Essendo una legge che tiene conto delle esigenze di una pluralità di persone, è necessariamente una legge di mediazione per cui non può accontentare tutti. Personalmente ritengo molto importante una parte della legge che interviene a sostegno delle famiglie di nuova formazione con la previsione di aiuti quali: i prestiti d'onore, l'abbattimento degli oneri di costruzione per alloggi destinati a famiglie di nuova formazione ed agevolazioni sulle locazioni.

Come sappiamo, la legge prevede che ai contributi previsti all'articolo 8 possano accedere le coppie eterosessuali con l'esclusione quindi delle coppie formate da lesbiche ed omosessuali.

Personalmente, pur prendendo atto di una realtà che esiste, penso che non sia ancora giunto il momento di incentivare con aiuti vari la formazione di cosiddette famiglie di omosessuali e di lesbiche. Voterò a favore del mantenimento dell'aggettivo "eterosessuale" presente all'articolo 8 della legge e penso che per questioni etico-morali ognuno voterà secondo coscienza.

Si dà atto che, dalle ore 16.41, presiede il Vicepresidente Chenuil.

Presidente È aperta la discussione generale. Ha chiesto la parola il Consigliere Lanièce.

[Record archiviati da una raccolta]

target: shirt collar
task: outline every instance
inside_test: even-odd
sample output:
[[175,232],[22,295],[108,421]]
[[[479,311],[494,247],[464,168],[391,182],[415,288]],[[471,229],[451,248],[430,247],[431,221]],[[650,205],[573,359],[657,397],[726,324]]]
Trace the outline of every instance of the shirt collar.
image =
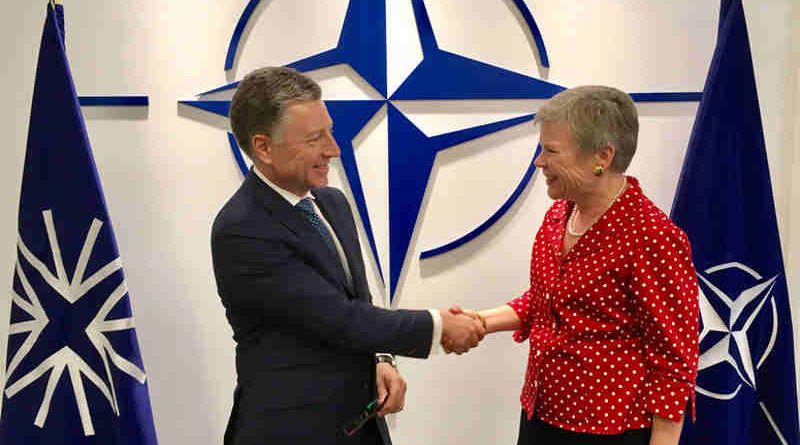
[[291,204],[293,207],[296,206],[298,202],[300,202],[305,198],[311,198],[312,200],[314,199],[314,196],[311,194],[311,192],[307,192],[305,196],[298,196],[286,189],[281,188],[278,184],[275,184],[274,182],[267,179],[264,173],[261,173],[261,170],[259,170],[255,166],[253,166],[253,172],[255,172],[256,176],[258,176],[258,178],[261,179],[264,182],[264,184],[267,184],[269,188],[275,190],[275,193],[281,195],[283,199],[287,200],[289,204]]

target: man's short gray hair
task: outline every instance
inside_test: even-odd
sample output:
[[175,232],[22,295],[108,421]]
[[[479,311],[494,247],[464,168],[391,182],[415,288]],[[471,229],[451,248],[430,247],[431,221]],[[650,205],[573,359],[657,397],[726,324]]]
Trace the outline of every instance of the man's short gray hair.
[[636,153],[636,106],[616,88],[586,85],[564,90],[542,105],[535,121],[567,123],[578,147],[586,152],[613,145],[616,151],[609,168],[619,173],[628,168]]
[[317,82],[291,68],[265,67],[252,71],[239,82],[231,100],[231,129],[239,146],[252,157],[253,135],[279,137],[287,106],[321,97]]

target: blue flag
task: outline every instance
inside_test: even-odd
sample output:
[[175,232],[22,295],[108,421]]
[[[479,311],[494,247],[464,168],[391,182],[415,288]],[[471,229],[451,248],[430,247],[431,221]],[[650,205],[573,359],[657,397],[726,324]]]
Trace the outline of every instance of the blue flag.
[[0,444],[156,445],[116,240],[48,4],[19,203]]
[[700,284],[697,421],[684,445],[800,445],[786,275],[741,0],[717,47],[672,219]]

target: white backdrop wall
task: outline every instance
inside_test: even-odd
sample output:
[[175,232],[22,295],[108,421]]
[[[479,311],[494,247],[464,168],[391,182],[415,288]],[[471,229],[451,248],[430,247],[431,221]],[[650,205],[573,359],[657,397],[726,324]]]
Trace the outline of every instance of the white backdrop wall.
[[[234,70],[223,71],[246,0],[65,4],[67,46],[82,95],[146,94],[150,106],[88,109],[89,136],[128,278],[156,427],[162,444],[221,443],[234,382],[233,342],[215,292],[209,228],[241,180],[227,149],[227,123],[178,99],[335,45],[346,0],[262,2]],[[388,3],[389,88],[419,61],[410,2]],[[792,306],[800,312],[800,5],[746,0],[773,187]],[[609,84],[630,92],[700,91],[713,51],[716,0],[541,0],[528,5],[551,68],[535,62],[510,0],[428,0],[440,47],[564,86]],[[16,210],[45,2],[7,2],[0,16],[0,289],[11,288]],[[315,73],[325,98],[375,98],[351,70]],[[534,111],[536,101],[398,103],[429,135]],[[669,210],[696,104],[640,106],[640,151],[630,173]],[[386,241],[386,119],[356,139],[370,216]],[[530,161],[531,125],[441,152],[428,184],[397,307],[501,304],[526,287],[533,234],[549,205],[541,178],[490,230],[450,253],[419,253],[480,224],[502,203]],[[348,190],[339,169],[332,182]],[[794,224],[792,224],[794,223]],[[362,233],[362,240],[365,237]],[[362,243],[365,244],[365,243]],[[365,257],[371,257],[365,248]],[[387,263],[382,258],[382,266]],[[370,262],[376,301],[386,292]],[[5,271],[5,272],[3,272]],[[0,304],[5,354],[8,292]],[[797,318],[796,318],[797,319]],[[796,339],[798,338],[796,334]],[[795,342],[797,345],[798,341]],[[406,410],[392,419],[398,445],[512,443],[527,346],[510,335],[466,356],[402,360]]]

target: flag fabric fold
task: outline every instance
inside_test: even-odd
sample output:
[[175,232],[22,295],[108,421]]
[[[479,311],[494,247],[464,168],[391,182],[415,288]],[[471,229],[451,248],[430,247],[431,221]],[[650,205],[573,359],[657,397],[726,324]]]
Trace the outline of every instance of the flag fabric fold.
[[128,289],[47,5],[11,289],[0,445],[156,445]]
[[697,420],[683,445],[800,445],[789,295],[741,0],[717,47],[672,219],[700,284]]

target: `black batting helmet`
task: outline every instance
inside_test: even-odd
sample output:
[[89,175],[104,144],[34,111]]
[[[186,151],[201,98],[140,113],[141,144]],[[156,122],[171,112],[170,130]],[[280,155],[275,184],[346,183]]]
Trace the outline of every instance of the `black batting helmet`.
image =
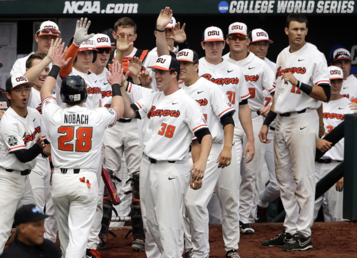
[[60,92],[62,102],[72,104],[85,102],[87,100],[87,85],[79,75],[68,75],[61,84]]

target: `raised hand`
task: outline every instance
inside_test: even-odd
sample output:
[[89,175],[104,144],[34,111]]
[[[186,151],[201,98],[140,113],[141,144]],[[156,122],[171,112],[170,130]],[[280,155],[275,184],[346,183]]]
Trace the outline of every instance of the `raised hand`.
[[184,23],[182,28],[180,28],[180,22],[175,24],[175,26],[171,29],[173,36],[170,36],[170,37],[174,40],[174,41],[177,43],[182,43],[186,40],[186,33],[185,32],[185,27],[186,24]]
[[162,10],[156,20],[156,28],[160,30],[165,30],[165,27],[171,21],[172,17],[172,10],[170,7],[165,7]]
[[116,49],[119,51],[125,51],[134,44],[134,42],[129,42],[129,33],[120,32],[116,35]]
[[132,76],[138,77],[141,71],[141,65],[142,61],[139,57],[134,57],[130,61],[127,61],[128,63],[128,71]]
[[112,71],[110,76],[109,73],[107,73],[107,80],[111,85],[117,83],[121,85],[123,79],[123,68],[121,64],[117,61],[115,61],[112,64]]
[[66,60],[65,60],[65,56],[67,52],[67,47],[64,48],[65,42],[60,45],[59,48],[55,47],[54,49],[53,57],[52,58],[52,65],[56,65],[60,68],[64,67],[66,66],[72,57],[69,57]]
[[88,29],[90,25],[90,21],[88,21],[87,22],[86,18],[83,20],[83,17],[81,18],[80,20],[77,21],[76,25],[76,31],[74,32],[74,37],[73,38],[73,43],[75,46],[79,47],[81,43],[83,41],[85,41],[89,38],[94,36],[94,33],[92,33],[88,35]]

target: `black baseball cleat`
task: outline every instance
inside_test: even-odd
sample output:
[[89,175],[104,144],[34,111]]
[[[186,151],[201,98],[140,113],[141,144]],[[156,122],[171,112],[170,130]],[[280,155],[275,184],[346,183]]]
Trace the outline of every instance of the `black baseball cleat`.
[[101,258],[100,254],[98,252],[98,251],[92,247],[91,247],[90,249],[87,248],[86,257],[87,258]]
[[248,223],[243,223],[239,221],[239,230],[241,233],[245,235],[251,235],[254,233],[254,229]]
[[185,253],[185,258],[193,258],[193,254],[192,253],[192,248],[190,248],[186,250]]
[[254,222],[256,223],[267,222],[267,208],[257,206]]
[[134,252],[145,251],[145,241],[140,239],[135,239],[131,242],[131,249]]
[[262,242],[262,245],[264,246],[277,246],[281,247],[285,244],[292,239],[293,237],[289,233],[282,231],[278,234],[276,237],[269,240],[265,240]]
[[294,237],[284,244],[282,248],[283,251],[306,251],[312,249],[311,239],[306,237],[301,234],[295,234]]
[[232,249],[226,253],[226,258],[241,258],[241,257],[237,252],[236,250]]

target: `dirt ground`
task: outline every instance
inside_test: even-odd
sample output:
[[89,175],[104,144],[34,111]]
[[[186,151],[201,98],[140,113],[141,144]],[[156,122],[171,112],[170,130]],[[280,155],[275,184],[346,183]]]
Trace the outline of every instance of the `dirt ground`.
[[[241,258],[357,258],[357,223],[316,222],[312,229],[313,248],[310,251],[286,252],[279,247],[266,247],[261,241],[275,236],[283,229],[281,223],[251,224],[253,235],[241,235],[238,253]],[[115,229],[116,238],[109,236],[106,249],[100,250],[102,258],[144,258],[145,252],[131,251],[131,235],[124,238],[127,228]],[[11,238],[13,238],[13,236]],[[210,257],[225,257],[224,244],[220,225],[210,226]]]

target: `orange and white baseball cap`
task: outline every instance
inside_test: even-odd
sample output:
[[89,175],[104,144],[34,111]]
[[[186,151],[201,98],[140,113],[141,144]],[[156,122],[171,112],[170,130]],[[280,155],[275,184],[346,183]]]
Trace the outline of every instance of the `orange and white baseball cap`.
[[92,37],[92,39],[94,42],[94,46],[96,48],[112,47],[110,38],[107,35],[98,33]]
[[222,30],[218,27],[211,26],[206,28],[202,35],[202,42],[224,41]]
[[327,67],[328,71],[328,78],[330,80],[337,80],[341,79],[346,80],[346,78],[343,78],[343,72],[342,69],[337,66],[331,66]]
[[10,92],[11,90],[17,86],[26,84],[31,88],[35,85],[35,83],[29,82],[26,77],[22,74],[15,74],[7,78],[5,83],[6,91]]
[[79,48],[78,48],[78,52],[85,51],[85,50],[98,51],[94,45],[94,41],[93,38],[93,37],[92,37],[82,42],[81,45],[79,46]]
[[174,57],[164,55],[156,60],[155,64],[149,68],[164,71],[172,71],[180,73],[180,65],[178,60]]
[[249,38],[251,43],[263,40],[267,41],[268,44],[273,43],[273,41],[269,39],[269,35],[267,32],[261,29],[255,29],[250,31]]
[[343,48],[342,47],[337,48],[333,51],[333,54],[332,55],[332,62],[341,59],[352,61],[350,51],[346,48]]
[[196,52],[191,49],[185,48],[180,51],[176,55],[176,58],[179,61],[198,63],[198,55]]
[[170,21],[170,23],[166,26],[165,26],[165,29],[171,29],[174,27],[176,24],[176,19],[172,16],[172,17],[171,18],[171,20]]
[[241,34],[248,36],[247,34],[247,25],[243,22],[233,22],[228,27],[228,36],[231,34]]
[[36,34],[38,36],[44,35],[52,35],[54,36],[60,37],[61,32],[58,29],[58,25],[55,22],[49,20],[44,21],[40,25]]

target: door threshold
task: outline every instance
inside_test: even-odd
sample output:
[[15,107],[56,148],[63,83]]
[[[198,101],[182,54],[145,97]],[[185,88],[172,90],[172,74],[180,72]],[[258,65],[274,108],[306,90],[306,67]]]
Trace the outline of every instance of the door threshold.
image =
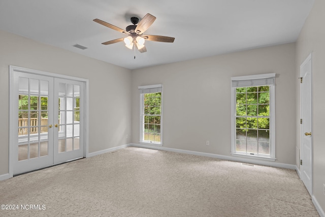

• Compito assegnato 1: Riassumi in due frasi il brano sulla legge per le famiglie.
• Compito assegnato 2: Per favore, prosegui il brano sulla legge per le famiglie, riprendendo subito dopo la sua ultima frase.

• Risultato dell'esercizio 1: Chi parla considera la legge una mediazione che non può accontentare tutti. Ritiene molto importanti gli aiuti alle famiglie di nuova formazione, come i prestiti d'onore, l'abbattimento degli oneri di costruzione e le agevolazioni sulle locazioni, e dichiara che voterà per mantenere l'aggettivo "eterosessuale" all'articolo 8, che esclude dai contributi le coppie formate da lesbiche e omosessuali, pensando che ognuno voterà secondo coscienza.

• Risultato dell'esercizio 2:
Lanièce (Aut) Con questo mio breve intervento voglio solo esprimere alcune considerazioni di carattere sociologico, se mi si permette questa piccola presunzione. Al mio seguirà poi l'intervento più strutturato del collega Marguerettaz.

Il senso, anzi forse è meglio dire il ruolo della famiglia, checché se ne dica, da qualche tempo è cambiato: mentre una volta - questo credo valga sino agli anni '70 - i valori morali e sociali contenuti nel nucleo familiare medio e piccolo borghese erano uguali per tutti e corrispondevano agli obiettivi primari della società di allora, ovvero al mantenimento di tradizioni ed usanze ben precise e di alcuni "status" sociali comuni a tutte le classi medie e al perpetuarsi di tali tradizioni fra le famiglie, oggi le cose sono piuttosto cambiate. Sono cambiati i rapporti all'interno delle famiglie e gli obiettivi che la famiglia si pone soprattutto in ragione di una corsa al livellamento economico che ha abolito le classi sociali comunemente dette, ma soprattutto, proprio in virtù di tali presunte pari opportunità, ciò che è significativamente cambiato è il rapporto fra la famiglia e il mondo esterno ad essa, dove per mondo esterno intendo i contatti quotidiani che la famiglia ha con la realtà immediata che la circonda.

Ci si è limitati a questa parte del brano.